- Surrogate Key - This is non essential data element that simply represent a record in the table but is not part of the business data. For example, an auto-generated identity key or a GUID.
- Natural Key - One or more data elements that are part of the data and is defined as a primary key. For example - ItemNumber or ItemDescription in an InventoryItems table.
- Composite Key - When two or more keys are joined to form the primary key. It generally is a combination of two or more natural keys.
This is not cast in stone, but most developers would prefer a surrogate key such as an identity column as a primary key which makes it easier to join multiple tables for querying purpose etc. It also makes it easier if you are using code generators such as nHibernate to generate your data access layer. But, if you ask a DBA, you may get a different answer. They much rather see natural key as a primary key, even if you have to use composite key to define it.
Personally, I like having an auto generated identity column as a primary key in base tables such as Employees with an EmployeeID as a primary key and Stores table with StoreID.
For linking tables, I much rather use a composite key instead of an identity column. For example, if I have EmployeeStores table which links Employees and Stores, instead of having an identity column EmployeeStoreID, I rather have EmployeeID and StoreID as a composite primary key. You may be wondering why not use an identity key instead?
Let's assume your application has a constraint i.e. an Employee can only be assigned to one store. If you have EmployeeStoreID as your primary key, the following records are perfectly legal...
EmployeeStoreID | EmployeeID | StoreID |
---|---|---|
1 | 100 | 20 |
2 | 100 | 30 |
This doesn't satisfy business constraint, does it? Sure, your application should enforce this but what if someone enters data directly? You can also enforce this by creating a unique constraint on EmployeeID and StoreID, but to me that is another layer of complexity. If I made EmployeeID and StoreID as a composite primary key, I wouldn't have this problem.
Linking tables like these are generally not involved in complex join operations so having a composite key shouldn't force you to write more complex queries. Code generators that I am aware of or have worked with also support composite primary keys.
There is still one issue though that I haven't addressed yet. What if you want to update a record, how do you determine which record to update?
For example, assume an employee can be assigned to multiple stores. consider the following table...
++++++
- [Problem] Reproduce word for word the stretch of the primary keys text from "This is not" through "to define it.".

Records from a dataset:
++++++
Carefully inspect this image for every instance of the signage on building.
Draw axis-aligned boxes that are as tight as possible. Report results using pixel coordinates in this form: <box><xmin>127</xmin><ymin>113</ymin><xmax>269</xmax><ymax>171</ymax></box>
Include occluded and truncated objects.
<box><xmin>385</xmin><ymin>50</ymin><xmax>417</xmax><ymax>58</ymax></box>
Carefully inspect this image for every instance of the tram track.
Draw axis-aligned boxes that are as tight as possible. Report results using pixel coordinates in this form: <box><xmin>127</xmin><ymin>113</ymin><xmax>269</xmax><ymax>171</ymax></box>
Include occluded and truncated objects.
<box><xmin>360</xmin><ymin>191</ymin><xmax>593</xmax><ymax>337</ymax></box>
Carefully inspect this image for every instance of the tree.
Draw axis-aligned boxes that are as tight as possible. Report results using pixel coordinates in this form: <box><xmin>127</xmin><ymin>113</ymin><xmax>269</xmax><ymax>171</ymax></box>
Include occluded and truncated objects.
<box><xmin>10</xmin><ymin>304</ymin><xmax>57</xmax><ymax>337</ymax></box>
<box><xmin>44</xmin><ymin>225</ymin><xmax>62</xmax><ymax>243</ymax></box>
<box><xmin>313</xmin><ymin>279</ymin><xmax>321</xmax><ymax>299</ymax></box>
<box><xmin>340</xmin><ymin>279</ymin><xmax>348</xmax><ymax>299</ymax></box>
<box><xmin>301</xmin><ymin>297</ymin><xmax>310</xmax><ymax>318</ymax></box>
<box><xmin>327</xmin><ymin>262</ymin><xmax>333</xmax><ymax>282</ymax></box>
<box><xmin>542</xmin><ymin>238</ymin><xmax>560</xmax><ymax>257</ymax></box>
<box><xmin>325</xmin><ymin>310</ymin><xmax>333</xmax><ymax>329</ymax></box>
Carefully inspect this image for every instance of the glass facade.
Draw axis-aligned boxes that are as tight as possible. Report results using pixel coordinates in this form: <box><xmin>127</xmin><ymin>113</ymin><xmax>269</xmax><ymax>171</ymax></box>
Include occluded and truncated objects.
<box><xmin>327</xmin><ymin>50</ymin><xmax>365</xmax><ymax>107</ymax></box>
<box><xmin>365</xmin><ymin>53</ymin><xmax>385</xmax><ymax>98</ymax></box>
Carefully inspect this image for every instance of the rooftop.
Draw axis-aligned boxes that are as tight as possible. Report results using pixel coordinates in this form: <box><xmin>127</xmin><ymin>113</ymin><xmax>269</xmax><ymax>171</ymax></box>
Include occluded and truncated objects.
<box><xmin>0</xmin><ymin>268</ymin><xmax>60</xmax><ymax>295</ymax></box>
++++++
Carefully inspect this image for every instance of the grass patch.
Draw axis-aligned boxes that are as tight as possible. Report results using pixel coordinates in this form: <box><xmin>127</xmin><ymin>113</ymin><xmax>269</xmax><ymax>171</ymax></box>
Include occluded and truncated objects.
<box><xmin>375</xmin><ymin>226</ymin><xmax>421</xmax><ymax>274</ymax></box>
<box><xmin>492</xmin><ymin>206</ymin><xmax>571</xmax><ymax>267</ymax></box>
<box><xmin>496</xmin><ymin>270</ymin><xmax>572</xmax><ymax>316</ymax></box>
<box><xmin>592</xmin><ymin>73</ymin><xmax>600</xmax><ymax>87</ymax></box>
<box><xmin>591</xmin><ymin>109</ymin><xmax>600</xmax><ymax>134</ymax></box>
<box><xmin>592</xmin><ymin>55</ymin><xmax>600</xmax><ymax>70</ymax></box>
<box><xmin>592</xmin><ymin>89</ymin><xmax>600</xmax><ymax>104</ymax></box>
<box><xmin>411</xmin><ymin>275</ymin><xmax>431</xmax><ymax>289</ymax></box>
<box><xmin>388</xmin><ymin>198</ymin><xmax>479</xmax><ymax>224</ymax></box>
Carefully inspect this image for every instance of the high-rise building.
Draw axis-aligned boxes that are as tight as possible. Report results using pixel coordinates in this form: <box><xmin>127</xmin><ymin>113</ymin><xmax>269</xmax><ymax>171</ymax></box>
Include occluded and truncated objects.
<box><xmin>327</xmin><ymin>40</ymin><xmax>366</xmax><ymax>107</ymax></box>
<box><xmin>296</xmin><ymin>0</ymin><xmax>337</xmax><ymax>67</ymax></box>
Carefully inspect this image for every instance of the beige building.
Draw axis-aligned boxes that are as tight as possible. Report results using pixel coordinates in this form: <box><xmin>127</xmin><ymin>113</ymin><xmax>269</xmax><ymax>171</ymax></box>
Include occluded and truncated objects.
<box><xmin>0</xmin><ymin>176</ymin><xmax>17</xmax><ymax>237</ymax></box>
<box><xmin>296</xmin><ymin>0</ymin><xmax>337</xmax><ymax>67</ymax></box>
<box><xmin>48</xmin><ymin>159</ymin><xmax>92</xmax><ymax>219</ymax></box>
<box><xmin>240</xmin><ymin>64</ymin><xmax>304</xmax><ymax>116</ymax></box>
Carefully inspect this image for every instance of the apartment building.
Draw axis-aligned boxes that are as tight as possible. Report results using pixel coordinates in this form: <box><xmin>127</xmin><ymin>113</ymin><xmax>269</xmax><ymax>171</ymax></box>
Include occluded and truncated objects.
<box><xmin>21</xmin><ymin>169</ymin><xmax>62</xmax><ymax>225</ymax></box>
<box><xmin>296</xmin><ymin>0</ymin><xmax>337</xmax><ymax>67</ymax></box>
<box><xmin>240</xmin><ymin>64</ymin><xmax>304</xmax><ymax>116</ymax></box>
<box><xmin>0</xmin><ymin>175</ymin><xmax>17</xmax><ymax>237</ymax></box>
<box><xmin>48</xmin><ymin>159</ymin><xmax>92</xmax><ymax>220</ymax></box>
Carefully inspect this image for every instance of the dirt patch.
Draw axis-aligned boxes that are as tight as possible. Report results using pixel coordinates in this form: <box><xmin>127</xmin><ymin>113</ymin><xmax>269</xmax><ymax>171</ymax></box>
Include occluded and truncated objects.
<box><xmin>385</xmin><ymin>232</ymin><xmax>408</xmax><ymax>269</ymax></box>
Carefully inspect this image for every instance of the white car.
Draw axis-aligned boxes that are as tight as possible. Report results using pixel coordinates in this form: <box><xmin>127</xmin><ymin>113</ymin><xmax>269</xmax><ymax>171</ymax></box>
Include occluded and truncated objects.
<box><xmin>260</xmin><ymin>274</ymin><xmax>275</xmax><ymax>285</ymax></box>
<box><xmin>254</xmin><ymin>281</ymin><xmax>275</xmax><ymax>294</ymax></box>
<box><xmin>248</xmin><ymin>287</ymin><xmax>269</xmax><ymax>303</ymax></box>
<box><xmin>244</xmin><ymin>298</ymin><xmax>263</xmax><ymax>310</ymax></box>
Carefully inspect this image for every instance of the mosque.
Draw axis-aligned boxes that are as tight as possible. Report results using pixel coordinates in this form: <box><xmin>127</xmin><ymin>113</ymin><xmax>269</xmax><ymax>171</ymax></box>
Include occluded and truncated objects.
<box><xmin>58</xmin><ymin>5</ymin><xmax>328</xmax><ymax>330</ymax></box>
++++++
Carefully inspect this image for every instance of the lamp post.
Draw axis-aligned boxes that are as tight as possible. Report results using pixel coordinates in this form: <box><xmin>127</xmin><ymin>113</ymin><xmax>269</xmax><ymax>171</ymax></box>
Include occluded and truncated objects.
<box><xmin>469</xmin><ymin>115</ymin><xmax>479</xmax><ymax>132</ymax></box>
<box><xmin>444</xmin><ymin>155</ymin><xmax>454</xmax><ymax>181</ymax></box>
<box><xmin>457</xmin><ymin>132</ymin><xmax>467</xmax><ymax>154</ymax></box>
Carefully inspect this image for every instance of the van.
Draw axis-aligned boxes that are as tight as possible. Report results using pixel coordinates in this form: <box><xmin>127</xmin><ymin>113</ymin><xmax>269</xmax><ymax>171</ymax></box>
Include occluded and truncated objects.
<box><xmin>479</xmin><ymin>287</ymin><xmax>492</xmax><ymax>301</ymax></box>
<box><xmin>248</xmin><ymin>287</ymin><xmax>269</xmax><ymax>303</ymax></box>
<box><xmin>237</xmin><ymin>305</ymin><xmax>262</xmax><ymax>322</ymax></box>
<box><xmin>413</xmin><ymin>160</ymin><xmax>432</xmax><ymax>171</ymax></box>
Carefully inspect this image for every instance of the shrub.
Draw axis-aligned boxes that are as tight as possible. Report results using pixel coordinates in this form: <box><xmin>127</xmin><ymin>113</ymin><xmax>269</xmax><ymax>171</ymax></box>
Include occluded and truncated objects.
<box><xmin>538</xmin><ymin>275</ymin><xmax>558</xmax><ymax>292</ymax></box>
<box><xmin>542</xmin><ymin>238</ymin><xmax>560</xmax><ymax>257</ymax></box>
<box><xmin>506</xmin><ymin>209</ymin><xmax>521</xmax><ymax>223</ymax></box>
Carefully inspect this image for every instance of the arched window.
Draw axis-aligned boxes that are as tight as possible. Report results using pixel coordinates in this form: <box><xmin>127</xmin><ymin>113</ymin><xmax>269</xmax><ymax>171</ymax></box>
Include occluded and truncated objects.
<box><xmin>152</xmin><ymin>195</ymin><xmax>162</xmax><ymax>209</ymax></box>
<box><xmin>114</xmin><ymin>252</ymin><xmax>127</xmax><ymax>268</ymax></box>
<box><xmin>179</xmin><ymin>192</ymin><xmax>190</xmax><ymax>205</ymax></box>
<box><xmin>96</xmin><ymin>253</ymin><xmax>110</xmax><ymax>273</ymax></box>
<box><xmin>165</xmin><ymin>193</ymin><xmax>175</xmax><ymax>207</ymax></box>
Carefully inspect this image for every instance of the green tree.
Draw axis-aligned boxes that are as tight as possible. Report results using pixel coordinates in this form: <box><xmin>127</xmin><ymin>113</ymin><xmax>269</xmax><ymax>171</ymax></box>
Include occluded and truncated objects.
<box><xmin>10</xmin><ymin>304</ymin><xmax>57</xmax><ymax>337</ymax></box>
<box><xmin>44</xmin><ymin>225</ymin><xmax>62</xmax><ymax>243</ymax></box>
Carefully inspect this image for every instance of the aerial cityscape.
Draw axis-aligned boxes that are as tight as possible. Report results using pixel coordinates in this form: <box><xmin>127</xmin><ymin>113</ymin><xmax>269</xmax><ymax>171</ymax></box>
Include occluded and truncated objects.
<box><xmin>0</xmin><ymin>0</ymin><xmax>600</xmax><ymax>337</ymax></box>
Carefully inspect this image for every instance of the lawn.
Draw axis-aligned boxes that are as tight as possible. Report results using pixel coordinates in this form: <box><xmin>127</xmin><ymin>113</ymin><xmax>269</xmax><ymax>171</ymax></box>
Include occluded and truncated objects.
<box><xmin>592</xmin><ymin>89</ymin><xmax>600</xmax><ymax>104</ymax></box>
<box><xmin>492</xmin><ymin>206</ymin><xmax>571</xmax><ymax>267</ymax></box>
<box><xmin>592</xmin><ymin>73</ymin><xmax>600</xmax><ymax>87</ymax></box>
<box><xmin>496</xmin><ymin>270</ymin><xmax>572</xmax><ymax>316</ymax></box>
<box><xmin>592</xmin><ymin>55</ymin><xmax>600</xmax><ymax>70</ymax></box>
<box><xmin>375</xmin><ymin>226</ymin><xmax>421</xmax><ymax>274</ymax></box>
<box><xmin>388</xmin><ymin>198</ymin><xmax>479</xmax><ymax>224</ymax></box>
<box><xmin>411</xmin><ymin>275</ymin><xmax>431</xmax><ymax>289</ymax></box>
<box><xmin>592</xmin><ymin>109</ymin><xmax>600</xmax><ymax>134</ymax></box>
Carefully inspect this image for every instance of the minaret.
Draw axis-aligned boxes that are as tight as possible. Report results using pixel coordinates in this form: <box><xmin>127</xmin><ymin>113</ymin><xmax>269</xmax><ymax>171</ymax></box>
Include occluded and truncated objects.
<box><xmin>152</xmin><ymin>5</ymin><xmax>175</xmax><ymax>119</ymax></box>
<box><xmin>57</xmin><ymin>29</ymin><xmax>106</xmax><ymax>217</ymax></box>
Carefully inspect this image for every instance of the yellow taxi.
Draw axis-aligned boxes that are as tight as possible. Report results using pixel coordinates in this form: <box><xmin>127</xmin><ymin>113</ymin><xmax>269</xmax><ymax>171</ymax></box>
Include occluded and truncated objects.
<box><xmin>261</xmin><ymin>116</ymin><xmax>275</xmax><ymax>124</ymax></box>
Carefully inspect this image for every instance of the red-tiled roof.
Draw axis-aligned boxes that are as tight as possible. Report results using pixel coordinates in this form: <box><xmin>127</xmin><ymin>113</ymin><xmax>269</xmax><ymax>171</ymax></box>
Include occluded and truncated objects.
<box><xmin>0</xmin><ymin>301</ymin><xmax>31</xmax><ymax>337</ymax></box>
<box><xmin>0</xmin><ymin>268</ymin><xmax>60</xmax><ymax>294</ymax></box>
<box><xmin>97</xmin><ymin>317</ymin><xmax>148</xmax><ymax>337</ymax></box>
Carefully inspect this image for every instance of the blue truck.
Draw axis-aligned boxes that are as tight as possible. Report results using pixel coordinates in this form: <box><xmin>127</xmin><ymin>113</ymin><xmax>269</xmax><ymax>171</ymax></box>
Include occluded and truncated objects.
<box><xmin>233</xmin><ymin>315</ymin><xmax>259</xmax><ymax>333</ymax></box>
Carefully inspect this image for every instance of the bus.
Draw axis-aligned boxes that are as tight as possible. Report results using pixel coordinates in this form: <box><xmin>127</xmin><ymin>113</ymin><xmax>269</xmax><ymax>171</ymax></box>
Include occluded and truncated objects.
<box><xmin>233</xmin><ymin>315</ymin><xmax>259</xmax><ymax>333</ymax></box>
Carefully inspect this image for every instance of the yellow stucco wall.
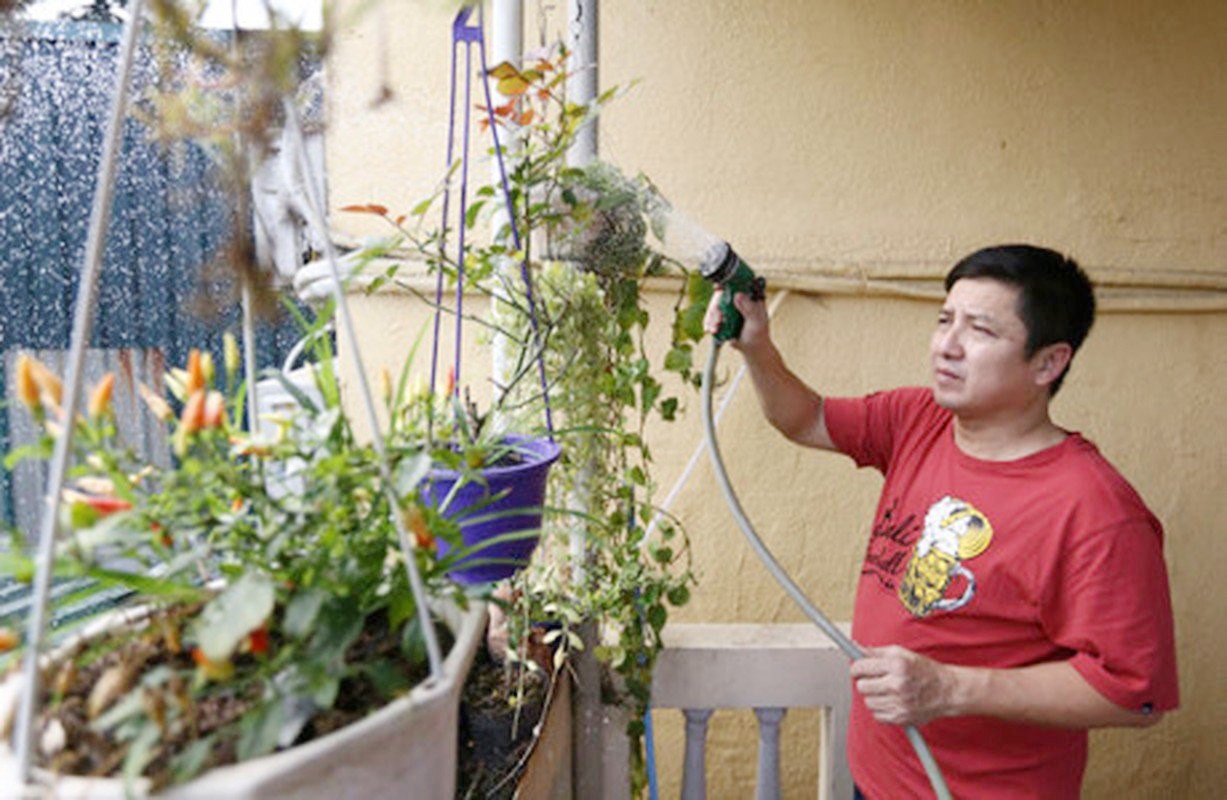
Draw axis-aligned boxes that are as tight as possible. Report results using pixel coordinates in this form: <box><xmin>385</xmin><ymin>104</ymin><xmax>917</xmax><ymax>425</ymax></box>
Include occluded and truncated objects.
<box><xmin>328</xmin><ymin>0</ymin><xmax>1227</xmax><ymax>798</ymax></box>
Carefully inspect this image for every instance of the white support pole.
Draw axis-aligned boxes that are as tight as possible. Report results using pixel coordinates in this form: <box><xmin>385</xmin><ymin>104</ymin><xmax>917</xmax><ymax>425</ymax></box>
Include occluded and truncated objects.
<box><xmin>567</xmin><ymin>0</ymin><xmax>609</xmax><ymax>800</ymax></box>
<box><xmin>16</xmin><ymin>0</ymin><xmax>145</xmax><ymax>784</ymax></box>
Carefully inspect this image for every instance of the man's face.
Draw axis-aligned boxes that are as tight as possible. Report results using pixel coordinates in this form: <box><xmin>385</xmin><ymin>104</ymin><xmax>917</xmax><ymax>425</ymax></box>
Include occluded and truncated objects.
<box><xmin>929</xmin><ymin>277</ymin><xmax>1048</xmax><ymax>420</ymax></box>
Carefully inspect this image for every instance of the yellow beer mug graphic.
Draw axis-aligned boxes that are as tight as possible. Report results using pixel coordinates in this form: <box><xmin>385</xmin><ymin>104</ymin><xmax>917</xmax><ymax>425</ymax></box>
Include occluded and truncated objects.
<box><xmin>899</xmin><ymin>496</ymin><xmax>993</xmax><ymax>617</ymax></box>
++++++
- [Output of the task]
This is not cast in stone, but most developers would prefer a surrogate key such as an identity column as a primary key which makes it easier to join multiple tables for querying purpose etc. It also makes it easier if you are using code generators such as nHibernate to generate your data access layer. But, if you ask a DBA, you may get a different answer. They much rather see natural key as a primary key, even if you have to use composite key to define it.